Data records
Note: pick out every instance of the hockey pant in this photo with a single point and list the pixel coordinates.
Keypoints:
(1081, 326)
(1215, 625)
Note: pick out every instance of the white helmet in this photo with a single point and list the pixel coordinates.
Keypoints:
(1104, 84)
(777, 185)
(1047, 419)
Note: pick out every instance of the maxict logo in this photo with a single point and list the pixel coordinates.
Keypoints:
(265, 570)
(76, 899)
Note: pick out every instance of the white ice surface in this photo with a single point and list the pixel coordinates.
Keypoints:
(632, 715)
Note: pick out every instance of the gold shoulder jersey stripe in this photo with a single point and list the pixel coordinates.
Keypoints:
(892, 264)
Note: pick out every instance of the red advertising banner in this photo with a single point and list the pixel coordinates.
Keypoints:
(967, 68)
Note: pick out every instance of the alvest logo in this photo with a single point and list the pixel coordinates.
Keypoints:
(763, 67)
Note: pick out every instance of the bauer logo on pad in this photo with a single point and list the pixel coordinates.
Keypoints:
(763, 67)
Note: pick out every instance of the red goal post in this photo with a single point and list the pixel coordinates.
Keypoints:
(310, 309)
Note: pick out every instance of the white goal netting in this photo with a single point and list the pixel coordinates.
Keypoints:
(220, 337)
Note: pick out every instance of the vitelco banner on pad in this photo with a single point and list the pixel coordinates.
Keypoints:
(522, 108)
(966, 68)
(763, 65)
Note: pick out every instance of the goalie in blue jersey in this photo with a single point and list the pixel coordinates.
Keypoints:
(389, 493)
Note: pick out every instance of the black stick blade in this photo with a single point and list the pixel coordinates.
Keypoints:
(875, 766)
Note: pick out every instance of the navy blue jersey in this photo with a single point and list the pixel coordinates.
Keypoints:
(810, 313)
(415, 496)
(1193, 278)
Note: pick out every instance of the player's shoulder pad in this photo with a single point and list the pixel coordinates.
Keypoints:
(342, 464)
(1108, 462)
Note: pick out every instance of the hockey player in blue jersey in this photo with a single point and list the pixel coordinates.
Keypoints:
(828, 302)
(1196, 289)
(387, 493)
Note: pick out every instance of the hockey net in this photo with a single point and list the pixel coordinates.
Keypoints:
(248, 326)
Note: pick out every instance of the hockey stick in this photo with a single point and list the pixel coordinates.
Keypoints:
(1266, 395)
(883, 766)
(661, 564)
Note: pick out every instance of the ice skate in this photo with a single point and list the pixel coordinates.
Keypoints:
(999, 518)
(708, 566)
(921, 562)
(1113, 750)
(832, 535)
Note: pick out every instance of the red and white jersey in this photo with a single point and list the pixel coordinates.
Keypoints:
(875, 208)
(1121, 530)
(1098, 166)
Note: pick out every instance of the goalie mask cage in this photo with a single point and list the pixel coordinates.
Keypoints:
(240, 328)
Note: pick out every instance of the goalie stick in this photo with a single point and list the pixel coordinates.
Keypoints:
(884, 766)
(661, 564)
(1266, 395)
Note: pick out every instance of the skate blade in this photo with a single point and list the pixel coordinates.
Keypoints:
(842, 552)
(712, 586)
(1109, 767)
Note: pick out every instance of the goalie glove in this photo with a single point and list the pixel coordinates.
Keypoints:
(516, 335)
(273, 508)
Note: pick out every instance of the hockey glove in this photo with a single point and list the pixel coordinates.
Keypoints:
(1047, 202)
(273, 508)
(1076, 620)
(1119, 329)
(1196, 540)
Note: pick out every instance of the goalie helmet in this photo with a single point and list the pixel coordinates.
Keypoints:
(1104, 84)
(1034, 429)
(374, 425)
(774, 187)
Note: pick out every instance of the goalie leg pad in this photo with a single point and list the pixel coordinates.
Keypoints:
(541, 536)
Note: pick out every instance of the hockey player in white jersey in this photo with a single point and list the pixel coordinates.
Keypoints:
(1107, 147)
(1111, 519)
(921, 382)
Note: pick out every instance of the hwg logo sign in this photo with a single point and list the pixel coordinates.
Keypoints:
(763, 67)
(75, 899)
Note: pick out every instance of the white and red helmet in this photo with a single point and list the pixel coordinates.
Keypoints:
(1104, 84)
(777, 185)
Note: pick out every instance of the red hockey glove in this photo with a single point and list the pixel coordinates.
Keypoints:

• WHAT TO DO: Look through the records and copy down every line that holds "jersey".

• RESPONSE TO THIS EXERCISE:
Note: pick out every instance of the gold shoulder jersey stripe in this photo with a single point and list the pixel coordinates.
Note: pick out every instance of the goalie in blue jersey in this photo with a single point and list the pixel coordinates.
Note: pick out every instance of the navy blue jersey in this photo with a single point and list the pixel coordinates.
Note: pick out every instance of the hockey player in blue jersey in this photo with a single point and list the pixel coordinates.
Note: pick out every instance of the red and white jersey in this photo with a single point and list the pixel coordinates.
Note: pick out every instance of the hockey player in white jersey in this photo with a single point and list the pixel coordinates.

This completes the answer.